═══ Data provided
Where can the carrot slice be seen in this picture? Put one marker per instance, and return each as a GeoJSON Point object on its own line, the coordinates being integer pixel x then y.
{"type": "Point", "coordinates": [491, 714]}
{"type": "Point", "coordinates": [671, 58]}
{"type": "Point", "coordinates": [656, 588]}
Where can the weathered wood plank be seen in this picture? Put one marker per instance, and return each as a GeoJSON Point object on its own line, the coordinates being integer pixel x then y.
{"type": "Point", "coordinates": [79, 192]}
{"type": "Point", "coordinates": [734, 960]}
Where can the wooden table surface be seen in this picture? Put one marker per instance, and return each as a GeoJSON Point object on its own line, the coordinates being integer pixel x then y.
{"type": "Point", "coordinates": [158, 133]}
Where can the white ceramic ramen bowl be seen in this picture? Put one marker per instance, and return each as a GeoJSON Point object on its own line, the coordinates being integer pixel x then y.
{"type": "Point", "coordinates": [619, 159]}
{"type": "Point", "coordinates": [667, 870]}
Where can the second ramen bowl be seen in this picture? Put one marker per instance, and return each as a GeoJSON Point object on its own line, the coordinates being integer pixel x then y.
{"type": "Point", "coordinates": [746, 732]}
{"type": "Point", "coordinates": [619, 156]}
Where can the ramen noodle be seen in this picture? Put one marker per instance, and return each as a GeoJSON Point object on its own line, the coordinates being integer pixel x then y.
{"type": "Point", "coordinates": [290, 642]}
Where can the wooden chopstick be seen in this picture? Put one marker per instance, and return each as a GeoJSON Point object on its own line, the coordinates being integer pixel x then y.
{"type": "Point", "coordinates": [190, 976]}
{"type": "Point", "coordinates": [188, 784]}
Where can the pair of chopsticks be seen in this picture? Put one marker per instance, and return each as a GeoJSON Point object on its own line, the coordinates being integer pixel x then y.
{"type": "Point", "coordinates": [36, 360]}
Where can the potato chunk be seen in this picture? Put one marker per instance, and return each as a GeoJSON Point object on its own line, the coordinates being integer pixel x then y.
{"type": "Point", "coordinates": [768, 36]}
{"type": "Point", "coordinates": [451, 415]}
══════
Directive = Please copy every line of the material above word for word, leaving nothing out and changing nothing.

Written reply =
Where can the carrot slice be seen in this picture? Put one marker per instance, and return each as a GeoJSON Point object on its own line, the coordinates being integer pixel x then y.
{"type": "Point", "coordinates": [491, 714]}
{"type": "Point", "coordinates": [671, 58]}
{"type": "Point", "coordinates": [656, 588]}
Where can the weathered wood plank be seen in this picture? Put one marker per instance, and return each as a GeoJSON Point object on its own line, the coordinates being integer pixel x then y.
{"type": "Point", "coordinates": [79, 192]}
{"type": "Point", "coordinates": [734, 960]}
Where can the wooden table surface be seen in this picture? Put one marker per instance, and return each as a GeoJSON Point object on its own line, the coordinates being integer pixel x then y.
{"type": "Point", "coordinates": [158, 133]}
Where can the white ceramic ramen bowl be seen in this picture? Put one marker per instance, and return each as a GeoJSON Point object on its own line, the coordinates being integer pixel x then y.
{"type": "Point", "coordinates": [619, 159]}
{"type": "Point", "coordinates": [667, 870]}
Where can the second ramen bowl be seen in this picture? Put one marker per instance, and return each as a GeoJSON Point object on its own line, the coordinates being integer pixel x then y.
{"type": "Point", "coordinates": [746, 732]}
{"type": "Point", "coordinates": [619, 156]}
Where can the ramen noodle be seen in this picture? Put one marker per instance, and return each as a GeoJSON Point object on its own line, the coordinates being integer pixel x then y.
{"type": "Point", "coordinates": [290, 642]}
Where can the wooden chopstick be seen in this picture? Put one marker per instance, and return each as a GeoJSON Point object on its own line, the coordinates being integer pixel x then y.
{"type": "Point", "coordinates": [190, 976]}
{"type": "Point", "coordinates": [188, 784]}
Where can the pair of chopsticks be seen in this picture? Put one marker per instance, and return each as a GeoJSON Point object on its own line, the coordinates being integer pixel x then y.
{"type": "Point", "coordinates": [36, 360]}
Where can the potato chunk be seen in this picture? Put one marker per instance, and return each as a GeoJSON Point object on its own line, the coordinates being integer pixel x then y.
{"type": "Point", "coordinates": [768, 36]}
{"type": "Point", "coordinates": [451, 415]}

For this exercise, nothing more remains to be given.